THE REQUEST: Rewrite the data from the line that contains "of the oven" through the line that contains "pixel 427 257", changing "oven door handle" to "oven knob" and leaving everything else as it is.

─── INFORMATION GIVEN ───

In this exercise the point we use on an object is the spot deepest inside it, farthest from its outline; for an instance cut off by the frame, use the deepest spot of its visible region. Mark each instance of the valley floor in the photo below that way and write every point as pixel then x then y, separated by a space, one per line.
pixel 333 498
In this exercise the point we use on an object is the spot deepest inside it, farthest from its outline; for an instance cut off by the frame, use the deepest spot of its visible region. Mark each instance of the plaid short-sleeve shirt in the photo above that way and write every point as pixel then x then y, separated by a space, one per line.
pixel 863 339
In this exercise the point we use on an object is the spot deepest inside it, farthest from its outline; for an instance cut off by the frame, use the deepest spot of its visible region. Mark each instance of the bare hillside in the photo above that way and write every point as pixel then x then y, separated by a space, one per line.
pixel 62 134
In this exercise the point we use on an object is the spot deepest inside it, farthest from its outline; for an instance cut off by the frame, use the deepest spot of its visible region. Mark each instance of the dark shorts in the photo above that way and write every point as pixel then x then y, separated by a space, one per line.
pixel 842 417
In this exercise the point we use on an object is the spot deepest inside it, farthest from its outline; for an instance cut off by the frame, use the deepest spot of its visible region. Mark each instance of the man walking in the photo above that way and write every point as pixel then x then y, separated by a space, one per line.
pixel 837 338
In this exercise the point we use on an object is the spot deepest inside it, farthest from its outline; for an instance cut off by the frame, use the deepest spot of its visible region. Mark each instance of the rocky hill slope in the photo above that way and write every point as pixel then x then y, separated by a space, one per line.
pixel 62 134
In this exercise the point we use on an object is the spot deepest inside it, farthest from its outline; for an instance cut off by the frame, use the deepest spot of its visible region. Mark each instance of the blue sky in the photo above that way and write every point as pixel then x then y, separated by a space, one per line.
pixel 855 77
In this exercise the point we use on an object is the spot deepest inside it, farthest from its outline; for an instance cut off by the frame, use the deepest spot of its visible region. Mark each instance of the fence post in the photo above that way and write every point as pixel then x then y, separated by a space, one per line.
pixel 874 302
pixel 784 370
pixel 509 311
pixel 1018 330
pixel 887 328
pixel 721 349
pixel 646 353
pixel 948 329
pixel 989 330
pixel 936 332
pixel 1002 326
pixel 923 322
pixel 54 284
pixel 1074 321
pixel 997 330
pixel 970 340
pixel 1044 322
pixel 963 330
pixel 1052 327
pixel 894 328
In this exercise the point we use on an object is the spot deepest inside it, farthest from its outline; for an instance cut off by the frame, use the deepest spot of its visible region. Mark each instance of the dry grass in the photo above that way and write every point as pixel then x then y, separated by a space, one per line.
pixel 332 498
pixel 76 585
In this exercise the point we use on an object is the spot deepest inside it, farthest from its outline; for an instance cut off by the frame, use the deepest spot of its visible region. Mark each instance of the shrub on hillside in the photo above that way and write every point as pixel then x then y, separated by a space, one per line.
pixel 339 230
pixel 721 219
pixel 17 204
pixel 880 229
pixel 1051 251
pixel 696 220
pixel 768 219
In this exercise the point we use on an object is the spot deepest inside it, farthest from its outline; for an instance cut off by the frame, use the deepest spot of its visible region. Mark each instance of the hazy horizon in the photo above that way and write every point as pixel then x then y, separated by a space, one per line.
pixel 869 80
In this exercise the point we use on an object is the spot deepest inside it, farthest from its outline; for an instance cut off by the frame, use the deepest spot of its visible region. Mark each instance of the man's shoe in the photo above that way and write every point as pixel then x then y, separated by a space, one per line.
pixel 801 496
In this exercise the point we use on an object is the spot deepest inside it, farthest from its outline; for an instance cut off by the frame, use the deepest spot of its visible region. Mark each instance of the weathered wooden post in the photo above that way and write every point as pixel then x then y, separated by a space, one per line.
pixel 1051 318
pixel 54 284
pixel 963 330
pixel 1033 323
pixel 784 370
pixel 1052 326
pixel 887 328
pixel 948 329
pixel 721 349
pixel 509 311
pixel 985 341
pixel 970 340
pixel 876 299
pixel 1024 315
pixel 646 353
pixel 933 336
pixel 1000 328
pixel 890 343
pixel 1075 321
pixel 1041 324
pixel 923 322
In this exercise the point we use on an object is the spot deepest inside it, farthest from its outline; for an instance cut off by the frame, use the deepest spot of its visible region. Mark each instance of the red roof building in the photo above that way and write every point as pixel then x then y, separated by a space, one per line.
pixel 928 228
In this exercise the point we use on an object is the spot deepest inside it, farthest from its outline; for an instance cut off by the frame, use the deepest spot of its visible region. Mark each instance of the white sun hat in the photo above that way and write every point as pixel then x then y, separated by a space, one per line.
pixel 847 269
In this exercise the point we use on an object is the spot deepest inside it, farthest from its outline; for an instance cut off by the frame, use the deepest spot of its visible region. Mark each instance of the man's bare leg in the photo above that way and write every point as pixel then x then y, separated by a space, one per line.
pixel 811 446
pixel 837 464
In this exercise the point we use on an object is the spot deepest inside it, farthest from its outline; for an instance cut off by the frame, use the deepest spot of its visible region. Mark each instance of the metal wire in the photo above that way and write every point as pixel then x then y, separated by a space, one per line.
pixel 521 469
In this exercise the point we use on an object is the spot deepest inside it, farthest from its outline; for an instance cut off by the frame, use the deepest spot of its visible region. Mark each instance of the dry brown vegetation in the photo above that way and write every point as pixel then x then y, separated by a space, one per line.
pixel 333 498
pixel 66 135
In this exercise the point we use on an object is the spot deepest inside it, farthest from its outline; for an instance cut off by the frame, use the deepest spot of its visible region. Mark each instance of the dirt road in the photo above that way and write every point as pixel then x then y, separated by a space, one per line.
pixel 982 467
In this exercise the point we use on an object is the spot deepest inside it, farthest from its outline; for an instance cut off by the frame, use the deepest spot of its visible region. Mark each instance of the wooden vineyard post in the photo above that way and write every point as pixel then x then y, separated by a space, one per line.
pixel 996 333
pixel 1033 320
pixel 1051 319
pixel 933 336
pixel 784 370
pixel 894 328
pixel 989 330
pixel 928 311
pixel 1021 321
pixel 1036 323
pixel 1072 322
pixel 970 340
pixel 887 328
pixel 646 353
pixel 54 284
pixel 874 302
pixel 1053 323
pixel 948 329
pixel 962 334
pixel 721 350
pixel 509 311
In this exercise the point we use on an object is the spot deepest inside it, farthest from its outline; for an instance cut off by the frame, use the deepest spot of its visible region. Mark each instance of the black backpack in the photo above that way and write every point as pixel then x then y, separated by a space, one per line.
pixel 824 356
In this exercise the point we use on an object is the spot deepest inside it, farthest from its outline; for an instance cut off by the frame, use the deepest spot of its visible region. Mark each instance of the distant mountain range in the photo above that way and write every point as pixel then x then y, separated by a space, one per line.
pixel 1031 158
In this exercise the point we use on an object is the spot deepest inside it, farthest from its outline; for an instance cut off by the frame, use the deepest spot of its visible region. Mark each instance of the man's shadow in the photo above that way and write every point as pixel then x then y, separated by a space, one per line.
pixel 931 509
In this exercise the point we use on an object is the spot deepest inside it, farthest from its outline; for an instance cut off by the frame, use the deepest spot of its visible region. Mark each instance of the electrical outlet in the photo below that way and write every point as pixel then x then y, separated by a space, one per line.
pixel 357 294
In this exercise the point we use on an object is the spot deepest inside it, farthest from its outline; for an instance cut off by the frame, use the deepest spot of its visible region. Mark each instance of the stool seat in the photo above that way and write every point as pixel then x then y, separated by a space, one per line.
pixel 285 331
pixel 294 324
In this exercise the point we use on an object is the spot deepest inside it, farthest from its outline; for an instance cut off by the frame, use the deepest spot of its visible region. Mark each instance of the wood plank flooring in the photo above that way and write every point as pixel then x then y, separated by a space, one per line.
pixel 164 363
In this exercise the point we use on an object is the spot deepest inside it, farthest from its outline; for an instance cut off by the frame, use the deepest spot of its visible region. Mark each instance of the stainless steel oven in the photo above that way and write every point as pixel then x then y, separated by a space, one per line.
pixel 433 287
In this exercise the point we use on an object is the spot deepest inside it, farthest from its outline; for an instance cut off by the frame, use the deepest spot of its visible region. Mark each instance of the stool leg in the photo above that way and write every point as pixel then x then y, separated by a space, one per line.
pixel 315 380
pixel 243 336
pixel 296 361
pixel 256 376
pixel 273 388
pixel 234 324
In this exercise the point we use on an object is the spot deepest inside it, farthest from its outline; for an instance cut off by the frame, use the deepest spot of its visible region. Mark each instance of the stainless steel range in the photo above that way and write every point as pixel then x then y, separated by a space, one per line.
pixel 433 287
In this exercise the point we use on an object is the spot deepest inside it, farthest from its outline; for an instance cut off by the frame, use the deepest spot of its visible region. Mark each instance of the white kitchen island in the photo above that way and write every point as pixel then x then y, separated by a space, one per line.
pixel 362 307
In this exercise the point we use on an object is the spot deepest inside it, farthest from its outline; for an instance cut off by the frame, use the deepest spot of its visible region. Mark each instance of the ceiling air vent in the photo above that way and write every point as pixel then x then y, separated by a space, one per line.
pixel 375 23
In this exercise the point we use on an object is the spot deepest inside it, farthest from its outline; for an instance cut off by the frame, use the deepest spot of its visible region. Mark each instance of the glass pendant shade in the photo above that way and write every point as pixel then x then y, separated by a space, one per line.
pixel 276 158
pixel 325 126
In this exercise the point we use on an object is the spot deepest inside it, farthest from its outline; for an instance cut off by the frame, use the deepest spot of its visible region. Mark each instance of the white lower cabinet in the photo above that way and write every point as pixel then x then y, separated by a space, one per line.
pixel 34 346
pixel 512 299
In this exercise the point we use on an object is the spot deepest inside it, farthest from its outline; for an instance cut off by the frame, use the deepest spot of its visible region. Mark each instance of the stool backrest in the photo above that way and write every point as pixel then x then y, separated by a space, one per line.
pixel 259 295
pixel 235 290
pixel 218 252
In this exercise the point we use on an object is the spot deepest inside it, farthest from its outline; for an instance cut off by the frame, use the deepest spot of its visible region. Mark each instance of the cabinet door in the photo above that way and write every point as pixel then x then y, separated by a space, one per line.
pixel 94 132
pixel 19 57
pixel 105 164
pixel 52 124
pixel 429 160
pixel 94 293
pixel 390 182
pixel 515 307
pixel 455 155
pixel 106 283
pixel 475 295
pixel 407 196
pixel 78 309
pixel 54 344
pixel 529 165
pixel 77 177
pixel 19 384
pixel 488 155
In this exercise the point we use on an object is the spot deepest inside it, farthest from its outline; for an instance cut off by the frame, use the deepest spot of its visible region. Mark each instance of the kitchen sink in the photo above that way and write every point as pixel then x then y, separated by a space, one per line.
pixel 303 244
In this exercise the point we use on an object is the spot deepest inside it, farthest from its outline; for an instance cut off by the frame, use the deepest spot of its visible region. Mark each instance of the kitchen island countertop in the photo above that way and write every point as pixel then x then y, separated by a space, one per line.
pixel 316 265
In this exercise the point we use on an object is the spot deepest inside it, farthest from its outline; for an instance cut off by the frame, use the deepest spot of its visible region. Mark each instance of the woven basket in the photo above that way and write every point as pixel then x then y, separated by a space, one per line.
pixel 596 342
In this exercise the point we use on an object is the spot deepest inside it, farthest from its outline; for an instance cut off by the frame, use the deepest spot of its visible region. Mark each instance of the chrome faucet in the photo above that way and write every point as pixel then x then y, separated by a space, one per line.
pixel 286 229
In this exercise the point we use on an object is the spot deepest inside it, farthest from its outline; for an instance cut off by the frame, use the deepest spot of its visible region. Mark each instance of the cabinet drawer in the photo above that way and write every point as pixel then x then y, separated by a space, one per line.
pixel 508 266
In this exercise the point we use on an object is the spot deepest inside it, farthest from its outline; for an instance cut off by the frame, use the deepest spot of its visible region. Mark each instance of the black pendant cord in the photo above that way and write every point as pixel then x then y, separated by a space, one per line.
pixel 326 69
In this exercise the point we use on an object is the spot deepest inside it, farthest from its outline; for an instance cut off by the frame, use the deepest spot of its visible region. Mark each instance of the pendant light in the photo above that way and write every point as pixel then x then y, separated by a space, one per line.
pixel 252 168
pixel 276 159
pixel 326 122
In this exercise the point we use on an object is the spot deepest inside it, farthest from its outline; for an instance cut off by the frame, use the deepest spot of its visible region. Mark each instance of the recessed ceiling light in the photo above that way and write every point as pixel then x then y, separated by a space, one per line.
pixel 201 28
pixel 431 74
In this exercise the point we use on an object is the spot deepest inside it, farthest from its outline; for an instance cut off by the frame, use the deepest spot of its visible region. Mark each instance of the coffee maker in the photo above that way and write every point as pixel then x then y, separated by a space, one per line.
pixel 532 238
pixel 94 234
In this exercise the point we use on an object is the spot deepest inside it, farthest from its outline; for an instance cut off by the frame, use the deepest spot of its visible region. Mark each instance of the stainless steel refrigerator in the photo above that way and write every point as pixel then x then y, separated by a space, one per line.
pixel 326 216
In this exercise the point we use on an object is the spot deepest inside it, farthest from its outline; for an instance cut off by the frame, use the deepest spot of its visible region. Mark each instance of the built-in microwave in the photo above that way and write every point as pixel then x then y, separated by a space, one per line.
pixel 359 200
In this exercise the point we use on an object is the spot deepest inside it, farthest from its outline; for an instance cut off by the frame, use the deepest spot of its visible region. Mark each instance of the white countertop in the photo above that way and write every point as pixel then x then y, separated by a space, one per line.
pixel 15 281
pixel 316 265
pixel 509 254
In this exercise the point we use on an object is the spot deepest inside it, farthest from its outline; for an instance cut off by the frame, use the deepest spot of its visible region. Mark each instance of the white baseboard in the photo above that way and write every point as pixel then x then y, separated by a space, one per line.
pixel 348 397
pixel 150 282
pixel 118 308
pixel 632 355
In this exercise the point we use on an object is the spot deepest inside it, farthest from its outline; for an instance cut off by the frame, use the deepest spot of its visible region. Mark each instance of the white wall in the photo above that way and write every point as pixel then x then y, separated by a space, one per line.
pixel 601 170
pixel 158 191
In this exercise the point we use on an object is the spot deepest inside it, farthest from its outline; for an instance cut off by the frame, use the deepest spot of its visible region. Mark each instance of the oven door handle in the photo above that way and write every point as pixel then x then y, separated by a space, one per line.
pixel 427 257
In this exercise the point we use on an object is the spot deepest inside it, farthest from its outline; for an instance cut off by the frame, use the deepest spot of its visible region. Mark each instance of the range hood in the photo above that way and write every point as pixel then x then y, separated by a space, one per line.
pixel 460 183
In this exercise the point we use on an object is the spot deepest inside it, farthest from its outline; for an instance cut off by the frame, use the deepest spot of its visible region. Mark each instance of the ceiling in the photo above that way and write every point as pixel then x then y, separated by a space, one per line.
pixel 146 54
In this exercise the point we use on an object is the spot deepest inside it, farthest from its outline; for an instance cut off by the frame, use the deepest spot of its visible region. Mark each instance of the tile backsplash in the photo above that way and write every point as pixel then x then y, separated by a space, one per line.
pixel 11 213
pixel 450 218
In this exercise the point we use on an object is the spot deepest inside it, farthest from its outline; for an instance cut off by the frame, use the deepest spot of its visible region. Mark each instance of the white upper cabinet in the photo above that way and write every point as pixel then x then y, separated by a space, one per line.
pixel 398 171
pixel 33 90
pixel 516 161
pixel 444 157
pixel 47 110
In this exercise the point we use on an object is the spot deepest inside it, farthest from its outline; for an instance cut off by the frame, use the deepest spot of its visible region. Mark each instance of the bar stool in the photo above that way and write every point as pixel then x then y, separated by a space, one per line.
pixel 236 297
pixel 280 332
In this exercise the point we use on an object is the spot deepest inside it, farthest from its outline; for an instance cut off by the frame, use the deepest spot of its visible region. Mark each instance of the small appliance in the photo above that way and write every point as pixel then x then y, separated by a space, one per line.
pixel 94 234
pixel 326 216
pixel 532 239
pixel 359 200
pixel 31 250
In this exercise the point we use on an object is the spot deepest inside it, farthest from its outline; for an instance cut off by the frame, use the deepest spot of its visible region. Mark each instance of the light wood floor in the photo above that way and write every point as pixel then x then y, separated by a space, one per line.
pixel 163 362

───

FULL OUTPUT:
In this exercise the point we use on an object is the spot deepest inside it, farthest from its outline; for an instance cut off by the frame, use the deepest spot of its visible region. Mark each instance of the oven knob in the photo above that way and write every point as pixel then x then y, separated by a space, one per line.
pixel 427 257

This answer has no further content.